Copyright (c) The New York Times Company [January 1, 2017]
Review by Booklist Review

*Starred Review* Readers know at the outset of Brundage's (A Stranger like You, 2010) cunning psychological thriller that Catherine Clare has been savagely murdered and suspect, if they don't know for certain, that the crime was committed by her husband, George. What follows is a crafty dissection of the dissolution of a marriage that was doomed from the start. Ill-suited opposites, Catherine and George only marry when Catherine becomes pregnant. An art historian who never completed his doctoral dissertation and never owned up to this lapse, George lands a plum position at a tony private college in the Hudson River Valley. Small-town reticence coupled with rural isolation provide further challenges to their shaky union, and a series of inexplicable and unsolved crimes only add to the uneasiness of Catherine's life in their impoverished farmhouse, where the previous owners committed suicide. As she builds the case against the sociopathic husband, Brundage also constructs a dynamic portrait of a young woman coming into her own at the fringe of the 1970s feminist movement and implicates a destructively self-protective community that fails to seek justice. Brundage's account of a marriage in free fall will, inevitably, be compared to Gillian Flynn's Gone Girl (2012), even as it rises to greater literary heights and promises a soaring mix of mysticism, mayhem, and madness.--Haggas, Carol Copyright 2015 Booklist

From Booklist, Copyright (c) American Library Association. Used with permission.

WHAT IS BEING ASKED
List every four-digit year that appears in the book review above, in the order they occur.

DATASET EXTRACT
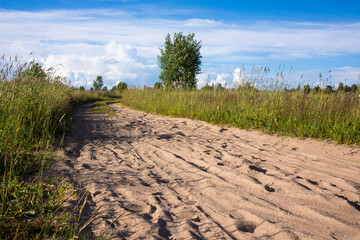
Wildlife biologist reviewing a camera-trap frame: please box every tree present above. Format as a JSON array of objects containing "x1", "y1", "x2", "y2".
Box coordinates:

SOLUTION FOR THIS PROBLEM
2017, 2010, 2012, 2015